**YOUR GOAL:** From the entries below, extract every line that includes the word "building".

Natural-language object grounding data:
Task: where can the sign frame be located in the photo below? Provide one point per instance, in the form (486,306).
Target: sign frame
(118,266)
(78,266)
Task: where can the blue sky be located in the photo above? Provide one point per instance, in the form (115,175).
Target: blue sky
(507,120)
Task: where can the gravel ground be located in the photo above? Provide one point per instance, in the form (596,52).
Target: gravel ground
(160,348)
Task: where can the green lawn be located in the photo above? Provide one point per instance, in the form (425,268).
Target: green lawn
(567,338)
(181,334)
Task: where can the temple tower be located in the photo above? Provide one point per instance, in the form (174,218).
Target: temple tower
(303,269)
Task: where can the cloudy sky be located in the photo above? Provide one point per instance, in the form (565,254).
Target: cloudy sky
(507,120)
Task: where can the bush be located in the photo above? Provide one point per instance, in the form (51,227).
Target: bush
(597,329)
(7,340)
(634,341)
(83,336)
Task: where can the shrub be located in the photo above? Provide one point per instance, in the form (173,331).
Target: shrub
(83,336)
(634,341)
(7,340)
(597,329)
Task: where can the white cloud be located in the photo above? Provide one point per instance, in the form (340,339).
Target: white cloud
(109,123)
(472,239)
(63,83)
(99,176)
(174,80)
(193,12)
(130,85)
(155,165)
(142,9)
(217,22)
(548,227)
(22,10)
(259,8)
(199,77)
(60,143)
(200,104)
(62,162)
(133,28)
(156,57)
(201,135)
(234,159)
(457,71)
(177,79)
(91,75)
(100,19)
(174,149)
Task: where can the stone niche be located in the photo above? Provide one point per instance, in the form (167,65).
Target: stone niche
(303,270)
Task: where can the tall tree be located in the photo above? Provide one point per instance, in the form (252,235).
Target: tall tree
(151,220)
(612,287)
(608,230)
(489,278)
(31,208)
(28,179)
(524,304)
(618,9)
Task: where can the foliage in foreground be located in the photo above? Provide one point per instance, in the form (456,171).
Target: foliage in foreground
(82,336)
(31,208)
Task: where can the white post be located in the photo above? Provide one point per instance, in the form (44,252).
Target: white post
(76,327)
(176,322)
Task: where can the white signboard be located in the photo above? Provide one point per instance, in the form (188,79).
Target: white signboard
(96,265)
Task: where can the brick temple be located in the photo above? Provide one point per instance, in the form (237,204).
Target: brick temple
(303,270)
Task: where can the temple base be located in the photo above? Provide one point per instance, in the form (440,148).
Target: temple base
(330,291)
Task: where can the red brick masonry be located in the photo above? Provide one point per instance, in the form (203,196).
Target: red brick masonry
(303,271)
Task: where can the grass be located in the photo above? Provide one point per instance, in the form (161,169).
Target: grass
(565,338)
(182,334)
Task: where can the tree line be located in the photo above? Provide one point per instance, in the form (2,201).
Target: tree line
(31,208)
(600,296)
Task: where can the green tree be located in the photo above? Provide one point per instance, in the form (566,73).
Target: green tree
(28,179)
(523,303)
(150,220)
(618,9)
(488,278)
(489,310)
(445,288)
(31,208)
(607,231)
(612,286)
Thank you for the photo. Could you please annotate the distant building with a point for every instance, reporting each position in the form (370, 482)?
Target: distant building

**EXERCISE ANSWER:**
Thank you for the photo. Could you please annotate the distant building with a point for every instance, reporting each position in the form (370, 482)?
Target: distant building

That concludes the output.